>> Begin DATA SUPPLIED

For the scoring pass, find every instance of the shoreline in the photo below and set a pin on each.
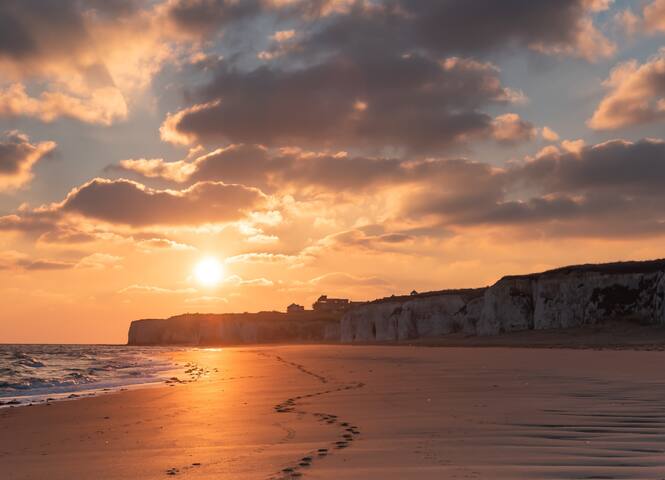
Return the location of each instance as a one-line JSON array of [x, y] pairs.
[[268, 412]]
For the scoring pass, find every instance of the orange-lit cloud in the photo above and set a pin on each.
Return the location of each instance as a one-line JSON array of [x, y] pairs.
[[17, 158], [636, 95]]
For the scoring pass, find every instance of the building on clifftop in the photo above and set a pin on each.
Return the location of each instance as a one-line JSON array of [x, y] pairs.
[[295, 308]]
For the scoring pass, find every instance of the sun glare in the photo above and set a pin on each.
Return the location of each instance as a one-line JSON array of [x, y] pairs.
[[209, 272]]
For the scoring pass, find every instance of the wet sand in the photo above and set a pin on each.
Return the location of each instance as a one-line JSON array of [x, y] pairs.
[[360, 412]]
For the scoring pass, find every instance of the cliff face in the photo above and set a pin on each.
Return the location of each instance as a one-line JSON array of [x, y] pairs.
[[405, 318], [233, 329], [567, 297]]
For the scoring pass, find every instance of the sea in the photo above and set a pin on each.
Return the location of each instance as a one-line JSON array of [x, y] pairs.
[[39, 373]]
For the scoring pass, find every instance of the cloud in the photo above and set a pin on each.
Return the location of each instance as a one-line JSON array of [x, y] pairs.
[[84, 60], [654, 16], [104, 105], [405, 101], [261, 257], [131, 203], [153, 290], [510, 129], [636, 95], [17, 158], [608, 189], [155, 244], [206, 300], [12, 260], [99, 261], [236, 280], [564, 27], [548, 134], [206, 16]]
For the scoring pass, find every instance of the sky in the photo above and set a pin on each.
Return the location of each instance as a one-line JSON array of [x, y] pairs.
[[355, 148]]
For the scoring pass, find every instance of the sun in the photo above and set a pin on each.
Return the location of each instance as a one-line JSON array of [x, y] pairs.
[[209, 272]]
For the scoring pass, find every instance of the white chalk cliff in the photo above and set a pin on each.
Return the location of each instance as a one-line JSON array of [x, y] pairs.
[[566, 297], [234, 329], [562, 298]]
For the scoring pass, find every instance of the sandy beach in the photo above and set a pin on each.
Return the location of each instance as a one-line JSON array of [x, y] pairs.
[[361, 412]]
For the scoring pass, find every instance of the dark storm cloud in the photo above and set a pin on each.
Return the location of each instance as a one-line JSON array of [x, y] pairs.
[[202, 16], [17, 157], [613, 188], [454, 27], [389, 100]]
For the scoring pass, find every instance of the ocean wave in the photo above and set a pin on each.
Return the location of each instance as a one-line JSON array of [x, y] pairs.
[[48, 369]]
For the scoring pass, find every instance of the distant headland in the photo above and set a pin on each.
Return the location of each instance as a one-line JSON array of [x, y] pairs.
[[568, 297]]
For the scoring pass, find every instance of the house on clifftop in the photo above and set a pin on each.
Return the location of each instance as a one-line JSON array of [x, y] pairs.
[[325, 304], [295, 308]]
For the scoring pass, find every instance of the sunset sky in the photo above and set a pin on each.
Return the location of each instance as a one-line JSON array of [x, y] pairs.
[[353, 148]]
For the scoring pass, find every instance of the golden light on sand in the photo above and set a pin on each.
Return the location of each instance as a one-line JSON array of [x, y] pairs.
[[209, 272]]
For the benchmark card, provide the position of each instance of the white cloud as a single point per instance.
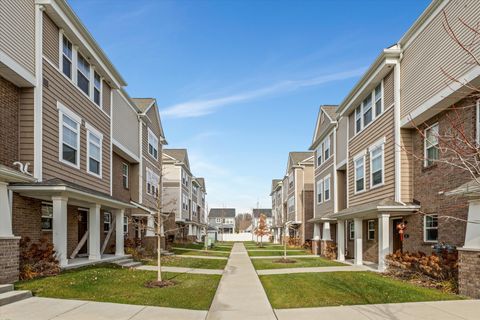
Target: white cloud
(198, 108)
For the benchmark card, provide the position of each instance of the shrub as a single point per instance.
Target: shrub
(37, 259)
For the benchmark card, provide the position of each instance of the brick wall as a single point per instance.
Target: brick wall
(9, 257)
(9, 103)
(469, 273)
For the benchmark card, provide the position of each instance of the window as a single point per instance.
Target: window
(107, 221)
(125, 175)
(70, 138)
(94, 150)
(376, 166)
(83, 74)
(47, 217)
(67, 57)
(152, 144)
(431, 145)
(431, 228)
(97, 88)
(319, 191)
(326, 188)
(360, 174)
(371, 230)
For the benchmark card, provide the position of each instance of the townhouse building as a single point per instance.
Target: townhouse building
(67, 172)
(183, 195)
(297, 192)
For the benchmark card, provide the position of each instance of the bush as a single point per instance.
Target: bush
(37, 259)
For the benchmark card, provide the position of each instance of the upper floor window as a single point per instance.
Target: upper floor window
(152, 144)
(94, 151)
(67, 55)
(370, 108)
(431, 145)
(359, 174)
(326, 188)
(83, 74)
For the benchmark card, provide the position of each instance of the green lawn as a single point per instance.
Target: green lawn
(201, 253)
(107, 283)
(185, 262)
(304, 290)
(260, 264)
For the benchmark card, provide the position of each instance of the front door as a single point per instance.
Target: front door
(82, 228)
(396, 243)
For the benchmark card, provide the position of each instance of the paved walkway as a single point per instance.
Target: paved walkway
(441, 310)
(182, 270)
(240, 294)
(59, 309)
(312, 269)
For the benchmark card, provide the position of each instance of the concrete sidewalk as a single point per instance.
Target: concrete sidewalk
(182, 270)
(438, 310)
(240, 295)
(59, 309)
(312, 270)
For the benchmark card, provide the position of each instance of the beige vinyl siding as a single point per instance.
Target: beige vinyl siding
(50, 40)
(17, 31)
(125, 117)
(381, 127)
(61, 89)
(432, 51)
(26, 133)
(406, 160)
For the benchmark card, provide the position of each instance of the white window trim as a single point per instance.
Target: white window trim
(379, 144)
(62, 110)
(99, 135)
(425, 228)
(357, 157)
(425, 154)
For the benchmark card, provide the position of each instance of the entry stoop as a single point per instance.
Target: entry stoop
(9, 295)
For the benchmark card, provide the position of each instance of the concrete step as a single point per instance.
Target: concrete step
(6, 288)
(14, 296)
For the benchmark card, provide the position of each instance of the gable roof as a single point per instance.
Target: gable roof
(222, 213)
(257, 212)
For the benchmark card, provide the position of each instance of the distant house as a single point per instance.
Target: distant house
(223, 219)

>> End DATA SUPPLIED

_TASK STATEMENT_
Write out the material again, substituting "occurrence" for every "instance" and keeping everything else the same. Leave the pictures out.

_THE SOLUTION_
For the scoring pass, find every occurrence of the shoreline in the photo below and set a pin on each.
Return the location of each occurrence as a one-line JSON array of [x, y] pairs.
[[268, 412]]
For the scoring pass, find every occurrence of the orange-lit cloud in the photo above and set a pin on each.
Return the location of each occurrence as a one-line JSON array of [x, y] pairs.
[[17, 158], [636, 95]]
For the scoring pass, find every occurrence of the building on clifftop in the photo above and set a pin on each.
Return the location of each occurrence as a one-line JSON array of [x, y] pairs.
[[295, 308]]
For the scoring pass, find every occurrence of the sun glare in the photo above and set a pin on each.
Return the location of each occurrence as a one-line JSON array of [x, y] pairs.
[[209, 272]]
For the scoring pass, find every occurrence of the wet sand in the photo above and set a pin on each.
Return the location of each occurrence as a one-line JSON array of [x, y] pairs.
[[360, 412]]
For the scoring pass, find every occurrence of the cliff face in the photo above and set a pin on each.
Return the location of each occurrence as a one-line JSON array of [x, y] pairs.
[[405, 318], [233, 329], [567, 297]]
For the scoring pass, find every occurrence of the sea in the photo above and set a pin on each.
Return the location of each occurrence as a one-line JSON array of [x, y] pairs.
[[39, 373]]
For the scoring pass, find every occurrence of the cloud in the photo above and set a pin on each.
Return the location of each occurrence as a one-line JSON array of [x, y] pairs.
[[84, 60], [654, 16], [104, 105], [405, 101], [261, 257], [131, 203], [153, 290], [510, 129], [636, 95], [17, 158], [608, 189], [155, 244], [206, 300], [12, 260], [99, 261], [236, 280], [564, 27], [548, 134], [206, 16]]
For the scoring pass, find every occurrence of the sky in the photo above and set a pin on each.
Return the location of each occurrence as a one-line JSON array of [x, y] pairs.
[[355, 148]]
For the scoring pass, find every occurrence of the sun in the photo above and set a pin on each.
Return the location of each occurrence as a one-line JSON array of [x, y] pairs.
[[209, 272]]
For the scoring pass, find every occurrence of the white chalk cliff in the photo above and set a pin on each.
Return the location of each occurrence as a one-line JSON array of [x, y] pairs.
[[566, 297], [234, 329], [562, 298]]
For the scoring pass, find every occurrence of the sandy beach in the photo above and set a pin on each.
Return the location of each occurrence as a one-line JSON array of [x, y] pairs.
[[361, 412]]
For the scoring pass, find every occurrence of the dark storm cloud in the photo above and set a pin on each.
Return the location of each occurrence as a one-line JSON array of [x, y] pairs.
[[202, 16], [17, 157], [613, 188], [454, 27], [389, 100]]
For the scoring pass, find every occurrence of the ocean wave in the photo above and set a pin on each.
Return the location of each occurrence as a one-line JSON array of [x, y] pairs.
[[48, 369]]
For the scoring pass, find every occurrence of the distant headland in the photo above and set a pin on each.
Return the location of each occurrence as a one-line JSON array of [x, y] pairs.
[[568, 297]]
For the scoring pass, find every occurrence of the house on clifftop in the photo above and set a pin on each.
Return the location of each occurrence as a one-line JSON array of [x, y] pairs.
[[325, 304], [295, 308]]
For the scoring pass, find every occurrence of the sunset sky in the photo above and set a pin on each.
Return the location of each occurrence as a one-line JSON array of [x, y] pairs.
[[353, 148]]
For the scoring pass, find every occurrence of the golden light on sand in the photo above and set a pin on each.
Return the location of each occurrence as a one-line JSON array of [x, y] pairs.
[[209, 272]]
For the benchmark card, provide the position of each occurrence of the white cloud as a single point per occurrence.
Target: white cloud
(198, 108)
For the benchmark card, provide the position of each occurrence of the shrub as a single point per occurrence.
Target: shrub
(37, 259)
For the benchmark card, provide the position of each occurrence of the brick wall as a single point per occurrence.
Target: brick wall
(9, 257)
(9, 103)
(469, 273)
For the benchmark card, provide the position of each occurrence of the window as a single point per occurrence.
Target: window
(107, 221)
(125, 175)
(70, 138)
(94, 150)
(376, 166)
(83, 74)
(47, 217)
(67, 57)
(152, 144)
(431, 145)
(431, 228)
(97, 88)
(319, 191)
(326, 188)
(360, 174)
(371, 230)
For the benchmark card, provide the position of each occurrence of the townhouse building as a single point per occurrence.
Target: townhouse building
(67, 172)
(183, 195)
(297, 192)
For the benchmark card, provide the position of each occurrence of the bush as a single point per occurrence.
Target: bush
(37, 259)
For the benchmark card, provide the position of each occurrence of the upper floor window as a single point per occurrence.
Target: upper floor window
(152, 144)
(94, 151)
(67, 55)
(370, 108)
(431, 145)
(359, 174)
(326, 188)
(83, 74)
For the benchmark card, provide the position of each occurrence of the green lawn as a single point per occurrence.
Target: green lawn
(201, 253)
(107, 283)
(185, 262)
(304, 290)
(260, 264)
For the benchmark card, provide the position of each occurrence of the front door as a single point per occurrence.
Target: front door
(82, 228)
(396, 243)
For the benchmark card, provide the position of each occurrence of the paved walkway as a single point per occurrence.
Target: paved walkway
(441, 310)
(182, 270)
(240, 294)
(59, 309)
(312, 269)
For the benchmark card, provide the position of each occurrence of the concrete sidewalk as a single point per occurrence.
Target: concrete sidewalk
(182, 270)
(438, 310)
(240, 295)
(59, 309)
(312, 270)
For the benchmark card, provide the position of each occurrence of the beige vinyl siding as a single point per occurrence.
Target: beige vinyl siding
(50, 40)
(17, 31)
(125, 117)
(381, 127)
(61, 89)
(432, 51)
(26, 133)
(406, 160)
For the benchmark card, provide the position of each occurrence of the white window trim as a single point per occurrence.
Target: white window trim
(379, 144)
(62, 110)
(99, 135)
(425, 228)
(357, 157)
(425, 154)
For the benchmark card, provide the position of each occurrence of the entry stoop as a single point per occurrence.
Target: entry stoop
(9, 295)
For the benchmark card, provide the position of each occurrence of the concrete step as a single point per occurrence.
Target: concrete step
(6, 288)
(14, 296)
For the benchmark card, provide the position of each occurrence of the gable roof as a single point per occurrence.
Target: gable roof
(222, 213)
(257, 212)
For the benchmark card, provide the position of each occurrence of the distant house as a single point per occurrence.
Target: distant house
(223, 219)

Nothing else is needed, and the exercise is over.